■ **Given problem**
Give the data below again exactly as it stands. Omit the pictures.

■ **Recorded data**
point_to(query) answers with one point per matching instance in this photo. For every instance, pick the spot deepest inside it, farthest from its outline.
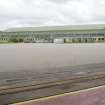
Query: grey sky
(26, 13)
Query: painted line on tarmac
(60, 95)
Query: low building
(70, 34)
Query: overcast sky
(27, 13)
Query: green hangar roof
(58, 28)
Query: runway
(34, 85)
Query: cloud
(20, 13)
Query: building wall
(49, 36)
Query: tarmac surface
(94, 96)
(23, 86)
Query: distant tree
(20, 40)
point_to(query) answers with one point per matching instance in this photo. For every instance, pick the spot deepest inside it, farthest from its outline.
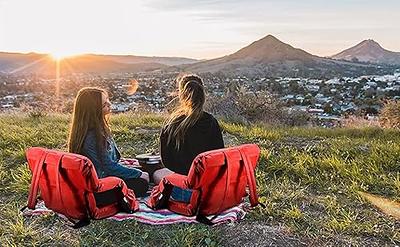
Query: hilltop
(309, 184)
(267, 56)
(369, 51)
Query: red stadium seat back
(217, 179)
(68, 183)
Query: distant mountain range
(270, 56)
(266, 57)
(369, 51)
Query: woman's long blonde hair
(191, 102)
(88, 115)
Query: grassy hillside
(309, 184)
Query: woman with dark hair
(90, 135)
(189, 130)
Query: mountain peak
(370, 43)
(270, 38)
(270, 49)
(369, 51)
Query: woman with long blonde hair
(189, 130)
(90, 135)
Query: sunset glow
(60, 55)
(195, 29)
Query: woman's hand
(145, 176)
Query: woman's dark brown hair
(88, 115)
(189, 111)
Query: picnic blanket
(160, 217)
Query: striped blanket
(159, 217)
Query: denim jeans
(181, 195)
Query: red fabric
(67, 183)
(218, 179)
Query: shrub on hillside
(390, 114)
(242, 106)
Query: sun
(60, 55)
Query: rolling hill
(369, 51)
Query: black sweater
(205, 135)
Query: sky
(199, 29)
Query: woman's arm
(165, 151)
(219, 140)
(104, 163)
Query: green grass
(308, 179)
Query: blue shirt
(110, 158)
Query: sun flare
(60, 55)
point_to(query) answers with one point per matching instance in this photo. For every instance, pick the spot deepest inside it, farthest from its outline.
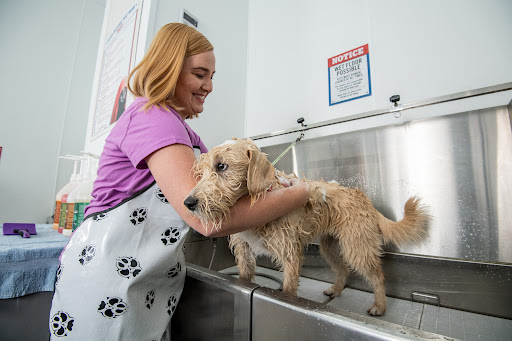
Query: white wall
(224, 23)
(48, 56)
(418, 49)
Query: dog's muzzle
(191, 203)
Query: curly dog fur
(350, 230)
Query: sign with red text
(349, 75)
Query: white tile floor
(448, 322)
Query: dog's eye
(221, 167)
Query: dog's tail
(411, 229)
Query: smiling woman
(131, 241)
(194, 84)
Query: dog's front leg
(291, 272)
(245, 259)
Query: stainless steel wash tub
(215, 306)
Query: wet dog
(350, 230)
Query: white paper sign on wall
(349, 75)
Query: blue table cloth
(29, 265)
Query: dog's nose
(191, 203)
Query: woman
(122, 273)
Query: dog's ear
(260, 174)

■ **Answer to the task**
point_to(query) answers with one point per matching instance in this photo. For every instance, pick the spot deepest inside it, farthest from its outline.
Query: grey sky
(26, 13)
Query: painted line on tarmac
(60, 95)
Query: low building
(70, 34)
Query: overcast sky
(27, 13)
Query: green hangar roof
(58, 28)
Query: runway
(34, 85)
Query: cloud
(20, 13)
Query: building wall
(49, 36)
Query: tarmac surface
(94, 96)
(23, 86)
Query: distant tree
(20, 40)
point_to(query) answers with one point per matching instance in this photo. For every instance, pick the spot deepest inside it, farthest from its outline.
Query: hilltop
(309, 184)
(267, 56)
(369, 51)
Query: red stadium seat back
(217, 179)
(68, 183)
Query: distant mountain range
(270, 56)
(266, 57)
(369, 51)
Query: woman's long blonde hair
(191, 102)
(88, 115)
Query: grassy hillside
(309, 184)
Query: woman with dark hair
(90, 135)
(189, 130)
Query: mountain peak
(370, 43)
(270, 38)
(270, 49)
(369, 51)
Query: woman with long blonde hair
(189, 130)
(90, 135)
Query: sunset glow
(60, 55)
(195, 29)
Query: woman's hand
(145, 176)
Query: woman's dark brown hair
(88, 115)
(189, 111)
Query: picnic blanket
(160, 217)
Query: striped blanket
(159, 217)
Query: denim jeans
(181, 195)
Query: red fabric
(67, 183)
(218, 179)
Query: shrub on hillside
(390, 114)
(242, 106)
Query: sun
(60, 55)
Query: rolling hill
(369, 51)
Query: black sweater
(205, 135)
Query: sky
(199, 29)
Query: woman's arm
(165, 151)
(219, 140)
(104, 163)
Query: green grass
(308, 179)
Query: blue shirt
(110, 158)
Query: sun flare
(60, 55)
point_to(query) answers with one point per matching instance in this photo. For every instance, pick the spot deepest inside it, farthest from its outline.
Query: white wall
(224, 23)
(48, 56)
(418, 49)
Query: dog's muzzle
(191, 203)
Query: curly dog fur
(350, 230)
Query: sign with red text
(349, 75)
Query: white tile floor
(448, 322)
Query: dog's eye
(221, 167)
Query: dog's tail
(411, 229)
Query: smiling woman
(131, 241)
(194, 84)
Query: dog's front leg
(291, 272)
(245, 259)
Query: stainless steel wash tub
(215, 306)
Query: wet dog
(350, 230)
Query: white paper sign on wall
(349, 75)
Query: blue table cloth
(29, 265)
Query: dog's nose
(191, 203)
Query: woman
(122, 273)
Query: dog's ear
(260, 174)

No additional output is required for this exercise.